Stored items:
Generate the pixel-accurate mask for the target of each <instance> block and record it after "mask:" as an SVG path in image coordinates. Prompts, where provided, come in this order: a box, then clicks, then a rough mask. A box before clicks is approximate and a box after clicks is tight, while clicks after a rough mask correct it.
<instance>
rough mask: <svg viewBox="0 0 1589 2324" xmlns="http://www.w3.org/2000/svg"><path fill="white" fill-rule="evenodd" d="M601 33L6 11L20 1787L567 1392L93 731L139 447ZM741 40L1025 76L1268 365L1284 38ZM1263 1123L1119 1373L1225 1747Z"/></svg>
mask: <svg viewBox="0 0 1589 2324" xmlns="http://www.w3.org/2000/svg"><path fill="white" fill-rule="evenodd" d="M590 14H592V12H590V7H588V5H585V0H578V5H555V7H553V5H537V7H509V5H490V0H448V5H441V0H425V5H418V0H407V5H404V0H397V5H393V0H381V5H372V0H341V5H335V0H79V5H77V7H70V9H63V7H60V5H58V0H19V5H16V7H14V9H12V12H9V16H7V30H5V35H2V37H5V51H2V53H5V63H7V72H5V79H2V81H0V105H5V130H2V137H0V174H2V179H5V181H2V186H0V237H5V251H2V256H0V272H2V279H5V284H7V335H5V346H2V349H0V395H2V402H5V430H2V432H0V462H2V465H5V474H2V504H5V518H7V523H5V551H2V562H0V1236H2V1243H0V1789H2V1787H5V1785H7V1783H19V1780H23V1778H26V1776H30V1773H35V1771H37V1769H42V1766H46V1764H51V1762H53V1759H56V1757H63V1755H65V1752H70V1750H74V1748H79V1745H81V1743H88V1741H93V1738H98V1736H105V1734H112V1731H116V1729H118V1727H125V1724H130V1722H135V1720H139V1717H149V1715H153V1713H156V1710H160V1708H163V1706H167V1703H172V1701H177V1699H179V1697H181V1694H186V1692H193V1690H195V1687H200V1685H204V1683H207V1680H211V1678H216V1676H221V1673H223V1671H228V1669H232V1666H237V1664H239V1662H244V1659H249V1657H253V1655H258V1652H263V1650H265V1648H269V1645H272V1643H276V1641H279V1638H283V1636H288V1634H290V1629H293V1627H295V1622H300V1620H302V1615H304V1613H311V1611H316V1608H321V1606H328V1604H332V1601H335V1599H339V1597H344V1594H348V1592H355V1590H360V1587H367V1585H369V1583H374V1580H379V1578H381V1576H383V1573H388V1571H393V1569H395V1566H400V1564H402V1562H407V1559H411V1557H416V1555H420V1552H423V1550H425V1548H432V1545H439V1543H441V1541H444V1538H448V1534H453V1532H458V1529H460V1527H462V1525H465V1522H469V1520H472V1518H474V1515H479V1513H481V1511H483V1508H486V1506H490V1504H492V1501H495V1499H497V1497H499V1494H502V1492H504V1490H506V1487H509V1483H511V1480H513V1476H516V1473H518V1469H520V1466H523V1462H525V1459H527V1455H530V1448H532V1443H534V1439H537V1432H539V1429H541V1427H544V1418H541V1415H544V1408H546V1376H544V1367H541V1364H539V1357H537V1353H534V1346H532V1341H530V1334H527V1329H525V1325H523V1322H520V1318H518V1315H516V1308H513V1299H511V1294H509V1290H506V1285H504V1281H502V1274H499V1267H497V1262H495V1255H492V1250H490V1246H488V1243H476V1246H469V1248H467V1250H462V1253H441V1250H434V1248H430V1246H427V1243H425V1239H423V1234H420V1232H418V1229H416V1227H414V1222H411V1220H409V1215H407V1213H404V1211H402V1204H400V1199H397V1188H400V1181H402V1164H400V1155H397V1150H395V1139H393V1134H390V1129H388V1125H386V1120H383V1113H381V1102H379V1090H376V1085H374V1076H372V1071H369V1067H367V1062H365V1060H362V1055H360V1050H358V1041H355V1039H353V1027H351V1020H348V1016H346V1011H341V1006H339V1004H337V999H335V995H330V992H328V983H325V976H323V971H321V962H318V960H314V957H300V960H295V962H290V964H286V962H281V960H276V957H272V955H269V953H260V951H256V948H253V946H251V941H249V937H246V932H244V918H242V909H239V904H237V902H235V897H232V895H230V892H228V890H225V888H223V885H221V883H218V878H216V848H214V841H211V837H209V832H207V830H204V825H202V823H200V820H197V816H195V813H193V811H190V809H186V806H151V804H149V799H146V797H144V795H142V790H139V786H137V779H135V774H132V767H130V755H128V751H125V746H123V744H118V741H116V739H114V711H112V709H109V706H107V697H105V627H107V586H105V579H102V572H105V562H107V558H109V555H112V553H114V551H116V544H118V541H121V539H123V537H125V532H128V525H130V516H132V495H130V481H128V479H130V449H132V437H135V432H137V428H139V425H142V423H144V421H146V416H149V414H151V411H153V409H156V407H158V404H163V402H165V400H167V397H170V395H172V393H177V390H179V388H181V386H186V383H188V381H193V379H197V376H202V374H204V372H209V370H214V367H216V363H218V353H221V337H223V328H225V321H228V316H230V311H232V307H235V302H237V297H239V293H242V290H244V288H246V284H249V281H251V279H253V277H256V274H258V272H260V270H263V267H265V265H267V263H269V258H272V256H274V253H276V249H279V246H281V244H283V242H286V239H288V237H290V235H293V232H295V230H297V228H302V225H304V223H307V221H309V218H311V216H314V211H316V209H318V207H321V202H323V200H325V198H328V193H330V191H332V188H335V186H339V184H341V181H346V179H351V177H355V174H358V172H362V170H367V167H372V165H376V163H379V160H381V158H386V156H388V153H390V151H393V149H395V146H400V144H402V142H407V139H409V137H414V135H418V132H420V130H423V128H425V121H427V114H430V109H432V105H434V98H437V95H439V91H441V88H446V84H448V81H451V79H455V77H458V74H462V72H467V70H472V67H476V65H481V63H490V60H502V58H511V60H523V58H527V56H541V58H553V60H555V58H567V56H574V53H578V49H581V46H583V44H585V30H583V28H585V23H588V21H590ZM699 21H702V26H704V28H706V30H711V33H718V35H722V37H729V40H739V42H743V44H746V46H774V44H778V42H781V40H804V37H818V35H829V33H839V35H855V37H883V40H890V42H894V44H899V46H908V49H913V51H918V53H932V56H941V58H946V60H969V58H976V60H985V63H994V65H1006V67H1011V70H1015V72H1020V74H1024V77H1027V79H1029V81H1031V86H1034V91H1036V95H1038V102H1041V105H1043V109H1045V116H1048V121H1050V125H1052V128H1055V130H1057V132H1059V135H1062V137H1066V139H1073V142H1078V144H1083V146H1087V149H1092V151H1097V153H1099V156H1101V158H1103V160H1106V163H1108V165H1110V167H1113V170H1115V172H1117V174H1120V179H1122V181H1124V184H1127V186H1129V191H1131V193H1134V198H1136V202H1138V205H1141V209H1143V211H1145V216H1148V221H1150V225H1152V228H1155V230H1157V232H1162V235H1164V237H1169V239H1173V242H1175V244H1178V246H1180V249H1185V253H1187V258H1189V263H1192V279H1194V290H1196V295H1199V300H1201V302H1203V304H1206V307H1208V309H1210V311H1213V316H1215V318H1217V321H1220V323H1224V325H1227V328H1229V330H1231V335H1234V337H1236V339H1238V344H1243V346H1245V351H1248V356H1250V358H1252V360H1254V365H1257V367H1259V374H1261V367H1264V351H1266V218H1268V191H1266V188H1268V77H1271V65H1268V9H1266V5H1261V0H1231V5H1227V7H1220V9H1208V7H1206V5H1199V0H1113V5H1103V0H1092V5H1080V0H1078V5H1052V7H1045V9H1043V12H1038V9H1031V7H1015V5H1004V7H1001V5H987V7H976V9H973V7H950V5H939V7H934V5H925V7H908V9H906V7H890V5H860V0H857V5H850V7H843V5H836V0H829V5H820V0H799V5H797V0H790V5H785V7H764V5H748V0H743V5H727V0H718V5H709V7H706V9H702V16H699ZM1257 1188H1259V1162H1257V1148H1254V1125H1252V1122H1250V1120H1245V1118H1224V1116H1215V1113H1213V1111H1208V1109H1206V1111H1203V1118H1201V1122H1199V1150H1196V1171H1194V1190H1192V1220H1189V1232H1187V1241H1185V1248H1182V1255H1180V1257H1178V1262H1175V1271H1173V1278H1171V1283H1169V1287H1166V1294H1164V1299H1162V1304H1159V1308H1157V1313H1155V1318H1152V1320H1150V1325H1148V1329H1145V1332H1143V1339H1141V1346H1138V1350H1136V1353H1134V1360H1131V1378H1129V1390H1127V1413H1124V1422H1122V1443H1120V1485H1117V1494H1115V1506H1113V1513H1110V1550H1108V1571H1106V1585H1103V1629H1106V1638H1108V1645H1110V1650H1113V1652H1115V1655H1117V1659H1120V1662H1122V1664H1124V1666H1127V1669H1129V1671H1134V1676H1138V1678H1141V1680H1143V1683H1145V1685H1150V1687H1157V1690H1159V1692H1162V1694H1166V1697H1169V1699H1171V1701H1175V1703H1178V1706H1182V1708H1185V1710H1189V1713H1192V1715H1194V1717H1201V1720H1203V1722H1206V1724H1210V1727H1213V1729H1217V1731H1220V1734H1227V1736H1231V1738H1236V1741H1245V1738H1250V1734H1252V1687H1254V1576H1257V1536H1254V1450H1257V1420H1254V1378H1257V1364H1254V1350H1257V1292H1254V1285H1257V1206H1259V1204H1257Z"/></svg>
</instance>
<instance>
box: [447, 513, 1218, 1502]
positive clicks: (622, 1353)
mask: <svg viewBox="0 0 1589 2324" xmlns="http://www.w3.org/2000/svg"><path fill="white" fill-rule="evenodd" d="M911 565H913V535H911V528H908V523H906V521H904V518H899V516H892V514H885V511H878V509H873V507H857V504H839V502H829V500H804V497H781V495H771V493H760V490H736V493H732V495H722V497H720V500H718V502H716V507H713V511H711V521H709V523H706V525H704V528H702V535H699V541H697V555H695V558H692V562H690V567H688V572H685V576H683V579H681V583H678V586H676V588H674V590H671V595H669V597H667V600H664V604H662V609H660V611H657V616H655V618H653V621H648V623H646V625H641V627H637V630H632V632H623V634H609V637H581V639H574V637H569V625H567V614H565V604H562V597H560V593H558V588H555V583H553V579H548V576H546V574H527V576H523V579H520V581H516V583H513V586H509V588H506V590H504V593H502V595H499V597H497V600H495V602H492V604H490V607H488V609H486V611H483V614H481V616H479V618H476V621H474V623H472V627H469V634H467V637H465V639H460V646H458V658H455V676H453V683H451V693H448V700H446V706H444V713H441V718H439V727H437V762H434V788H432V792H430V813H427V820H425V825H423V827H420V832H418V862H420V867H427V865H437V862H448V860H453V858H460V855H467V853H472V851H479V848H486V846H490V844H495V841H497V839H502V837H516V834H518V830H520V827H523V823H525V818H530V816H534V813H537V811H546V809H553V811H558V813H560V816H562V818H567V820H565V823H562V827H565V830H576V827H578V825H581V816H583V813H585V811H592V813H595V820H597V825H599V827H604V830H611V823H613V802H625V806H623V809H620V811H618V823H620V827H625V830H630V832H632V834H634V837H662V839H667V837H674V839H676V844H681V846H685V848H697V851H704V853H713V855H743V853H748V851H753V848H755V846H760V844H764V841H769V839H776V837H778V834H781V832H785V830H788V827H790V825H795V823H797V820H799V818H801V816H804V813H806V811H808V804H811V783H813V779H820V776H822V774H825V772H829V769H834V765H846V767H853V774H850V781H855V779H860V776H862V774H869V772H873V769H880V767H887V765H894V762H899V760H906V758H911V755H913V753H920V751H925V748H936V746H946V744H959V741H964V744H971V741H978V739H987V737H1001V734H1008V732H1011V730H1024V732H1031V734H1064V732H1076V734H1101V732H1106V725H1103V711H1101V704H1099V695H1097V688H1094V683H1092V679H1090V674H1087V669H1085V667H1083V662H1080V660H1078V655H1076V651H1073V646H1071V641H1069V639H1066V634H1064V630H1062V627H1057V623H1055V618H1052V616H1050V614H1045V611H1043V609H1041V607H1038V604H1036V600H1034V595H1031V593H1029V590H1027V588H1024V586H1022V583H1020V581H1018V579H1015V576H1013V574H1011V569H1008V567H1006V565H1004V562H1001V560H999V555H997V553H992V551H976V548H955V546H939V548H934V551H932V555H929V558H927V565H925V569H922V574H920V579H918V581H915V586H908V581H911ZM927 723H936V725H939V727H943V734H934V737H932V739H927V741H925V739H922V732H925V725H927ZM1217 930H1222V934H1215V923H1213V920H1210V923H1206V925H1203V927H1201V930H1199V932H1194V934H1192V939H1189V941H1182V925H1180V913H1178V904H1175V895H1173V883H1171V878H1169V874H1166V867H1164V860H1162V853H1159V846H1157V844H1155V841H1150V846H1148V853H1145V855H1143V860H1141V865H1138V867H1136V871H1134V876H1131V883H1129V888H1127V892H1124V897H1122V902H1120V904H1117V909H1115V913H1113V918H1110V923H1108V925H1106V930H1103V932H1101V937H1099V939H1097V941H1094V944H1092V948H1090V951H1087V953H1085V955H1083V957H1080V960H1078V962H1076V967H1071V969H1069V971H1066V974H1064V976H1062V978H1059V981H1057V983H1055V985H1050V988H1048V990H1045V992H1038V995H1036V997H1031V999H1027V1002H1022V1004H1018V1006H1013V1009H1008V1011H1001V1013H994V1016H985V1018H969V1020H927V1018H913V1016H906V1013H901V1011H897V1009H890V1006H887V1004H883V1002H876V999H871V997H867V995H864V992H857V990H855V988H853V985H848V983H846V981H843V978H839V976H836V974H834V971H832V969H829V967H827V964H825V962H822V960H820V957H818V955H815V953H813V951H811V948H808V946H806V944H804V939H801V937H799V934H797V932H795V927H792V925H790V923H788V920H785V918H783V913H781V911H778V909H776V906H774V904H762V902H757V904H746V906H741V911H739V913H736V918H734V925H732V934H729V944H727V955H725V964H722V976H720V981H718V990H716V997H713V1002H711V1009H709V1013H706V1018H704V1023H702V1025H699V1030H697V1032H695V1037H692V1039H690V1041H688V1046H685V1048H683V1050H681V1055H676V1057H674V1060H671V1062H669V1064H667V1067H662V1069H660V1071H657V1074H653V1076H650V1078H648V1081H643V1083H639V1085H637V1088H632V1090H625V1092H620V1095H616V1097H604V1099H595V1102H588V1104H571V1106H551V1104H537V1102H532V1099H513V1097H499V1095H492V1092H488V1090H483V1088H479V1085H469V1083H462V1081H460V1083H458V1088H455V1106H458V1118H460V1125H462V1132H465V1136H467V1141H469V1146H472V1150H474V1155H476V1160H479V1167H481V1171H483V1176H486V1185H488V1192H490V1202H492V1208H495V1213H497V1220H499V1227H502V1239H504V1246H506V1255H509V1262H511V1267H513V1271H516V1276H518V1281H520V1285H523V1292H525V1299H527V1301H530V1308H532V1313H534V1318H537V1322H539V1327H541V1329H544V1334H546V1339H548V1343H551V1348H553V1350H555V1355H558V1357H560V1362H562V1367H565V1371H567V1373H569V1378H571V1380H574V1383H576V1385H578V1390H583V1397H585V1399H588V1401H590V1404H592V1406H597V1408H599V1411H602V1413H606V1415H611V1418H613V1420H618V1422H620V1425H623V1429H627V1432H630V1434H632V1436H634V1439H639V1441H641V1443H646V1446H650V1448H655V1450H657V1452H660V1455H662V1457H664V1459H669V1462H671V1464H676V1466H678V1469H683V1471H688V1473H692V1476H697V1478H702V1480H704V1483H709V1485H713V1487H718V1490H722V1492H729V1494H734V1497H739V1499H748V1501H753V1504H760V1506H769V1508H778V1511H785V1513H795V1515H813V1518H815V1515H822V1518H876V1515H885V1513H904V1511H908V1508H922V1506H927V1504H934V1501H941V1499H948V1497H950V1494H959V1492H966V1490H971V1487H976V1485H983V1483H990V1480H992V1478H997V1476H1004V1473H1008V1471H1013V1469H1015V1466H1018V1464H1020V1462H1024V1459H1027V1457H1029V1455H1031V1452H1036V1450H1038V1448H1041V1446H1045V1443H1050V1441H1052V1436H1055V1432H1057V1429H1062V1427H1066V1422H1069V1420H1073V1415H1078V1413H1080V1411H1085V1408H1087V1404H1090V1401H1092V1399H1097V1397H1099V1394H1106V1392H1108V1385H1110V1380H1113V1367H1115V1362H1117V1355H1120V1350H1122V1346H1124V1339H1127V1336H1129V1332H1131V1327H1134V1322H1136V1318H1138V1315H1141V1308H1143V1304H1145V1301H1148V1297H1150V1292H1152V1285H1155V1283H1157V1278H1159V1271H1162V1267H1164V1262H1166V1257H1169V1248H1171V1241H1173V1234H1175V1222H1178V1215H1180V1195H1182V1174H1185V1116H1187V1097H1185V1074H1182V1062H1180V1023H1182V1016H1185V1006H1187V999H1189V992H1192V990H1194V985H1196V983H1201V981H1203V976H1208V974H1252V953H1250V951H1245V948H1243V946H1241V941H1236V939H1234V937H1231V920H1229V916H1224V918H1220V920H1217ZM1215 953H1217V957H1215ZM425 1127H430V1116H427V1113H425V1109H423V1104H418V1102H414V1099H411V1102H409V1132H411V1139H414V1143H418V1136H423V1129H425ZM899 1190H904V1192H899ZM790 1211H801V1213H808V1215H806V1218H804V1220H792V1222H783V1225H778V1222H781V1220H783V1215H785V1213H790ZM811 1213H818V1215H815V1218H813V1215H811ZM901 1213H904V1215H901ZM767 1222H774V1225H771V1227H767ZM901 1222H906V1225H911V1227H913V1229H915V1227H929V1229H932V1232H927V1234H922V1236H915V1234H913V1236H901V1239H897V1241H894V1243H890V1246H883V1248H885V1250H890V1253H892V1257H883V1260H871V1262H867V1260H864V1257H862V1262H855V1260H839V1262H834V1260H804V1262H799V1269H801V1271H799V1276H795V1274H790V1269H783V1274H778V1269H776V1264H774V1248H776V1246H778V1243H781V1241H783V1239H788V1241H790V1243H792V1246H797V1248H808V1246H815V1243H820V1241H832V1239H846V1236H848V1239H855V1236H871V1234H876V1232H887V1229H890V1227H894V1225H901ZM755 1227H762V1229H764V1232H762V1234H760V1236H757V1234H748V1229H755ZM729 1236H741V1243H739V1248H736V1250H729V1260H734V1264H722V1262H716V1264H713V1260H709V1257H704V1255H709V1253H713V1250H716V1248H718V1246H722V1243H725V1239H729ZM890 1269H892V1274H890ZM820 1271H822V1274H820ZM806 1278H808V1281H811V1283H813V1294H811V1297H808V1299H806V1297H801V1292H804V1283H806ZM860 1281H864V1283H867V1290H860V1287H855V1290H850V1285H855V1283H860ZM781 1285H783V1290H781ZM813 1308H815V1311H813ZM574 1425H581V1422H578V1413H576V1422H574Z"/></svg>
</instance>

TASK BRIEF. Find each line in the data above with the word "rough", then copy it.

REPLY TO THE EXERCISE.
Generate the pixel-accurate mask for the target of each <instance> block and record it after "mask:" as an SVG path in image coordinates. Prompts, where provided, come in this order: a box, then clicks, then a rough mask. A box before clicks is approximate and a box after clicks is tight, while clicks after a rough mask correct it.
rough mask: <svg viewBox="0 0 1589 2324" xmlns="http://www.w3.org/2000/svg"><path fill="white" fill-rule="evenodd" d="M601 33L6 11L20 1787L567 1392L93 731L139 447ZM741 40L1025 76L1268 365L1284 38ZM1263 1123L1119 1373L1225 1747Z"/></svg>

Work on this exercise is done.